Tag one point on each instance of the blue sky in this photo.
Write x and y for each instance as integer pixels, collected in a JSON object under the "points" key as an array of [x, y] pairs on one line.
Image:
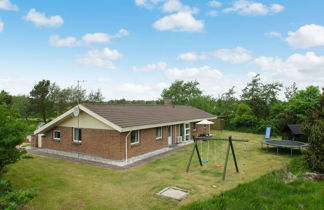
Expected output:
{"points": [[134, 49]]}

════════

● **PROBLEM TO WORK ON**: Everything from the line containing "Write x and" to the final line of the listing above, both ends included, should be transcribed word for word, except for the pictures.

● **ANSWER FOR THE TASK**:
Write x and y for each instance as integer pixels, collected in a JSON object under the "points" key as an array of [x, y] pairs on one line.
Image:
Expected output:
{"points": [[134, 49]]}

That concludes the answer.